- _Your instructions_
Each record is to be transcribed exactly.

── Exercise data ──

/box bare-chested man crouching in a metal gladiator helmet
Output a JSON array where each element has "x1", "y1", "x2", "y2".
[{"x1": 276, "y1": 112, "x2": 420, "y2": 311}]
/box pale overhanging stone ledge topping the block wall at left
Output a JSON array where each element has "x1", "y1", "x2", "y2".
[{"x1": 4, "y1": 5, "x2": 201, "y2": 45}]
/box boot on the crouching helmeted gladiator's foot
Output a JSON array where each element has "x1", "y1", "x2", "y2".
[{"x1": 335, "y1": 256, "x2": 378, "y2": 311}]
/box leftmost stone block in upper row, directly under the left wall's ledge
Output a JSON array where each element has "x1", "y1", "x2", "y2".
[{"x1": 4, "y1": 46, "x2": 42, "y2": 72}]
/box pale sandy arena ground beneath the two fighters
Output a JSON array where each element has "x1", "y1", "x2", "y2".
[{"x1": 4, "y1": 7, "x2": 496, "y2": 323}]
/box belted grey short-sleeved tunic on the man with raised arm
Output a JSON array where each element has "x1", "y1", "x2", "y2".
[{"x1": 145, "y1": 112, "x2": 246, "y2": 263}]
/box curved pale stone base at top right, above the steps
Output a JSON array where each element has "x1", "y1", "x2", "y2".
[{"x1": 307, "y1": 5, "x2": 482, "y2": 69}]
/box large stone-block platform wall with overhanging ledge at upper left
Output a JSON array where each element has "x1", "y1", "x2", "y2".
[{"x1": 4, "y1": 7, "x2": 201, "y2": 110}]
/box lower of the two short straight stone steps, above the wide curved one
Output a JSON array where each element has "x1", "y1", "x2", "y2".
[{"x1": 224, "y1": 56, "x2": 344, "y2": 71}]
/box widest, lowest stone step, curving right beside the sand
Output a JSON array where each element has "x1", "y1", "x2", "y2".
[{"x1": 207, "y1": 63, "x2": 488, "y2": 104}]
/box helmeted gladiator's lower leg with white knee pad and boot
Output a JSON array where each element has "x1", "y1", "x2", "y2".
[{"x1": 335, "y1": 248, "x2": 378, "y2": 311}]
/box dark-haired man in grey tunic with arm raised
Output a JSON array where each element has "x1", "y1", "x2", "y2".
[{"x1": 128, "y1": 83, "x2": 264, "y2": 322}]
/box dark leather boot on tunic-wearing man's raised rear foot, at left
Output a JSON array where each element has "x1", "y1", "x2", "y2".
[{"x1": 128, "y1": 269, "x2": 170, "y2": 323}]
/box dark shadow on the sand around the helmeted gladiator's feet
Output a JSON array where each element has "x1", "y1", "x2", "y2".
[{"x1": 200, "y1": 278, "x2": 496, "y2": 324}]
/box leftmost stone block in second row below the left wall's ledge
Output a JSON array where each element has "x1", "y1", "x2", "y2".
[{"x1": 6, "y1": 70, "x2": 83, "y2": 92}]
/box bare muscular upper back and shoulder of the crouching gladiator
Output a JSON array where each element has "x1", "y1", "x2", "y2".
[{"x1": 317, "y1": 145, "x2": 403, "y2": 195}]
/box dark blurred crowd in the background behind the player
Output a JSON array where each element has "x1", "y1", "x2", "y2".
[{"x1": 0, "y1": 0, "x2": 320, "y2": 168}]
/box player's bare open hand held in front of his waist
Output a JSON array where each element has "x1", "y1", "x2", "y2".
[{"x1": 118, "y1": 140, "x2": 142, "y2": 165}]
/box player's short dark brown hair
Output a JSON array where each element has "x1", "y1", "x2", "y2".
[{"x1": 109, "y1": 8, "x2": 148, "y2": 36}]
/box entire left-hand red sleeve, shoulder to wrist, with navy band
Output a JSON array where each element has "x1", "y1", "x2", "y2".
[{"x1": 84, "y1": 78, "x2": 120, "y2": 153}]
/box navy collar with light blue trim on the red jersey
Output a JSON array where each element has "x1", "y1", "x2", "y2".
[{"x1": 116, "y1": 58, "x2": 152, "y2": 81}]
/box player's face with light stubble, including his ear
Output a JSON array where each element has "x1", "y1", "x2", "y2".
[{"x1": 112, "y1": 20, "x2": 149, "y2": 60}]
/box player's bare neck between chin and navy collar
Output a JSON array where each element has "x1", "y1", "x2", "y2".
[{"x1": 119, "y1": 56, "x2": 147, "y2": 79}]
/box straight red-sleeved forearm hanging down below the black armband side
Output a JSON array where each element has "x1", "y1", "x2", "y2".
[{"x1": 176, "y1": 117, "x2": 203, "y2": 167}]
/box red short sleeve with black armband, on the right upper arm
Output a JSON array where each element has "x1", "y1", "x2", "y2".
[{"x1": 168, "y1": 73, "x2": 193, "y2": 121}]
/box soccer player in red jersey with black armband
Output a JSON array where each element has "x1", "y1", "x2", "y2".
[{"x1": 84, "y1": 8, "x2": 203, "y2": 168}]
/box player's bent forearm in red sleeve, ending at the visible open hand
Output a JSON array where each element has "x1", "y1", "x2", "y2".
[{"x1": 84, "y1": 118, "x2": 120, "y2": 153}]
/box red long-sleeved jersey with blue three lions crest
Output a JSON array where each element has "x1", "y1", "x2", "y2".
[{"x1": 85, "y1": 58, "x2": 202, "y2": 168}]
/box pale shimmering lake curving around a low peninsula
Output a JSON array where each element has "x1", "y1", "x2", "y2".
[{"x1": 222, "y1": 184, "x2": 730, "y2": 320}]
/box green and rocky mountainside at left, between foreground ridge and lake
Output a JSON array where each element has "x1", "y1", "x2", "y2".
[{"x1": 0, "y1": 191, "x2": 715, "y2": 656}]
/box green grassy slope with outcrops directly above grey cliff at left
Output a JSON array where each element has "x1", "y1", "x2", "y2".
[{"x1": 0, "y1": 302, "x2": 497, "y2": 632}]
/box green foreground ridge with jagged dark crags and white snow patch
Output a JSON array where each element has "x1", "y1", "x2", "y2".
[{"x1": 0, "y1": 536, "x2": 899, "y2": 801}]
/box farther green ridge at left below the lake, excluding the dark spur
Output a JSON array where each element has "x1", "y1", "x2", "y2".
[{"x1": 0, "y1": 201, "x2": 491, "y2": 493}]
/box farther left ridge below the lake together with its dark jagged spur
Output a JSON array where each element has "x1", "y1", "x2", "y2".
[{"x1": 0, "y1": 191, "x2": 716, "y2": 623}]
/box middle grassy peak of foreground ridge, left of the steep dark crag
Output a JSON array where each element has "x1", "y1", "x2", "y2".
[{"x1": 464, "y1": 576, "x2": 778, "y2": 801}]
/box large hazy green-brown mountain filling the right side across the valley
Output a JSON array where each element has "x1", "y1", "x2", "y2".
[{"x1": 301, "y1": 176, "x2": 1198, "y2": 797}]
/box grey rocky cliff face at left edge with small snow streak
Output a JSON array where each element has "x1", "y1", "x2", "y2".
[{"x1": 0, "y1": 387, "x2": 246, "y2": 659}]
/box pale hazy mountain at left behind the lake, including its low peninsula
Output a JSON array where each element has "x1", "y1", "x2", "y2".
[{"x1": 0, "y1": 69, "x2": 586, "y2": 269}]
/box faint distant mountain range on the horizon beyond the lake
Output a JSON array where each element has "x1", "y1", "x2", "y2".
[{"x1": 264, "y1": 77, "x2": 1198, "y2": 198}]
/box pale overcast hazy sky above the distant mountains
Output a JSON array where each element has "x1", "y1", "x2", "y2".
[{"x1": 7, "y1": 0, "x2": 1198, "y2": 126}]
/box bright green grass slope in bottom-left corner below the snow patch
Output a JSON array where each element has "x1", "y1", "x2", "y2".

───

- _Response for this exercise_
/box bare-chested man crouching in a metal gladiator helmet
Output a JSON array where each element has "x1", "y1", "x2", "y2".
[{"x1": 276, "y1": 112, "x2": 420, "y2": 311}]
/box pale overhanging stone ledge topping the block wall at left
Output a JSON array where each element has "x1", "y1", "x2", "y2".
[{"x1": 4, "y1": 5, "x2": 201, "y2": 45}]
/box boot on the crouching helmeted gladiator's foot
Output a JSON array where each element has "x1", "y1", "x2", "y2".
[{"x1": 335, "y1": 256, "x2": 378, "y2": 311}]
/box leftmost stone block in upper row, directly under the left wall's ledge
Output a JSON array where each element has "x1", "y1", "x2", "y2".
[{"x1": 4, "y1": 46, "x2": 42, "y2": 72}]
/box pale sandy arena ground beneath the two fighters
Output a JSON array where each element has "x1", "y1", "x2", "y2".
[{"x1": 4, "y1": 7, "x2": 496, "y2": 323}]
/box belted grey short-sleeved tunic on the man with raised arm
Output a JSON array where each element has "x1", "y1", "x2", "y2".
[{"x1": 145, "y1": 112, "x2": 246, "y2": 263}]
/box curved pale stone base at top right, above the steps
Output a JSON array where each element has "x1", "y1", "x2", "y2".
[{"x1": 307, "y1": 5, "x2": 482, "y2": 69}]
/box large stone-block platform wall with overhanging ledge at upper left
Output a JSON array where each element has "x1", "y1", "x2", "y2".
[{"x1": 4, "y1": 7, "x2": 201, "y2": 110}]
/box lower of the two short straight stone steps, above the wide curved one
Output a JSON array where each element has "x1", "y1", "x2", "y2".
[{"x1": 224, "y1": 56, "x2": 344, "y2": 71}]
/box widest, lowest stone step, curving right beside the sand
Output a JSON array where each element has "x1", "y1", "x2", "y2".
[{"x1": 207, "y1": 63, "x2": 488, "y2": 104}]
/box helmeted gladiator's lower leg with white knee pad and boot
Output a JSON array where each element has "x1", "y1", "x2", "y2".
[{"x1": 335, "y1": 248, "x2": 378, "y2": 311}]
/box dark-haired man in grey tunic with arm raised
Output a JSON array where each element has "x1", "y1", "x2", "y2".
[{"x1": 128, "y1": 83, "x2": 264, "y2": 322}]
/box dark leather boot on tunic-wearing man's raised rear foot, at left
Output a JSON array where each element has "x1", "y1", "x2", "y2".
[{"x1": 128, "y1": 269, "x2": 170, "y2": 323}]
/box dark shadow on the sand around the helmeted gladiator's feet
Output a JSON array where each element has "x1", "y1", "x2", "y2".
[{"x1": 200, "y1": 278, "x2": 496, "y2": 324}]
/box leftmost stone block in second row below the left wall's ledge
Output a JSON array where each element has "x1", "y1", "x2", "y2".
[{"x1": 6, "y1": 70, "x2": 83, "y2": 92}]
/box bare muscular upper back and shoulder of the crouching gladiator
Output a JSON array where each element has "x1", "y1", "x2", "y2".
[{"x1": 317, "y1": 145, "x2": 403, "y2": 195}]
/box dark blurred crowd in the background behind the player
Output a JSON array where each element has "x1", "y1", "x2", "y2".
[{"x1": 0, "y1": 0, "x2": 320, "y2": 168}]
/box player's bare open hand held in front of his waist
Output a JSON array where each element has "x1", "y1", "x2", "y2".
[{"x1": 118, "y1": 140, "x2": 142, "y2": 165}]
/box player's short dark brown hair
Output a JSON array where each element has "x1", "y1", "x2", "y2".
[{"x1": 109, "y1": 8, "x2": 148, "y2": 36}]
/box entire left-hand red sleeve, shoulder to wrist, with navy band
Output a JSON array where each element has "x1", "y1", "x2", "y2".
[{"x1": 84, "y1": 78, "x2": 120, "y2": 153}]
/box navy collar with light blue trim on the red jersey
Output a JSON array where each element has "x1", "y1", "x2", "y2".
[{"x1": 116, "y1": 58, "x2": 152, "y2": 81}]
/box player's face with light stubble, including his ear
Output a JSON array where each element has "x1", "y1", "x2", "y2".
[{"x1": 112, "y1": 20, "x2": 149, "y2": 60}]
/box player's bare neck between chin and navy collar
Output a JSON array where each element has "x1", "y1", "x2", "y2".
[{"x1": 119, "y1": 56, "x2": 147, "y2": 79}]
/box straight red-sleeved forearm hanging down below the black armband side
Output a JSON array where each element has "x1", "y1", "x2", "y2".
[{"x1": 176, "y1": 117, "x2": 203, "y2": 167}]
/box red short sleeve with black armband, on the right upper arm
Output a JSON array where each element has "x1", "y1", "x2", "y2".
[{"x1": 168, "y1": 73, "x2": 193, "y2": 121}]
/box soccer player in red jersey with black armband
Output a JSON array where each element has "x1", "y1", "x2", "y2".
[{"x1": 84, "y1": 8, "x2": 203, "y2": 168}]
/box player's bent forearm in red sleeve, ending at the visible open hand
Output a JSON array where each element has "x1", "y1", "x2", "y2".
[{"x1": 84, "y1": 118, "x2": 120, "y2": 153}]
/box red long-sleeved jersey with blue three lions crest
Output a JSON array where each element has "x1", "y1", "x2", "y2".
[{"x1": 85, "y1": 58, "x2": 202, "y2": 168}]
/box pale shimmering lake curving around a low peninsula
Output a JSON array where each element has "x1", "y1", "x2", "y2".
[{"x1": 222, "y1": 184, "x2": 730, "y2": 320}]
/box green and rocky mountainside at left, between foreground ridge and lake
Output a JSON array where each element has "x1", "y1", "x2", "y2".
[{"x1": 0, "y1": 191, "x2": 715, "y2": 656}]
/box green grassy slope with outcrops directly above grey cliff at left
Output a JSON array where each element has "x1", "y1", "x2", "y2".
[{"x1": 0, "y1": 302, "x2": 497, "y2": 632}]
/box green foreground ridge with jagged dark crags and white snow patch
Output a JSON array where each element has "x1", "y1", "x2", "y2".
[{"x1": 0, "y1": 536, "x2": 899, "y2": 801}]
/box farther green ridge at left below the lake, excluding the dark spur
Output a JSON array where each element has "x1", "y1", "x2", "y2".
[{"x1": 0, "y1": 201, "x2": 491, "y2": 493}]
/box farther left ridge below the lake together with its dark jagged spur
Output a JSON array where each element has "x1", "y1", "x2", "y2".
[{"x1": 0, "y1": 191, "x2": 716, "y2": 623}]
/box middle grassy peak of foreground ridge, left of the steep dark crag
Output a JSON array where each element has "x1", "y1", "x2", "y2".
[{"x1": 464, "y1": 576, "x2": 778, "y2": 801}]
/box large hazy green-brown mountain filling the right side across the valley
Output a JSON array where each element has "x1", "y1", "x2", "y2".
[{"x1": 301, "y1": 176, "x2": 1198, "y2": 797}]
/box grey rocky cliff face at left edge with small snow streak
Output a JSON array where each element has "x1", "y1", "x2", "y2".
[{"x1": 0, "y1": 387, "x2": 246, "y2": 659}]
/box pale hazy mountain at left behind the lake, including its low peninsula
Output a JSON array where each element has "x1", "y1", "x2", "y2".
[{"x1": 0, "y1": 69, "x2": 586, "y2": 269}]
/box faint distant mountain range on the horizon beyond the lake
Output a JSON array where each element has "x1", "y1", "x2", "y2".
[{"x1": 264, "y1": 77, "x2": 1198, "y2": 198}]
/box pale overcast hazy sky above the distant mountains
Output a JSON array where each element has "x1", "y1", "x2", "y2".
[{"x1": 7, "y1": 0, "x2": 1198, "y2": 126}]
/box bright green grass slope in bottom-left corner below the snow patch
Output a JSON array where each element has "x1", "y1", "x2", "y2".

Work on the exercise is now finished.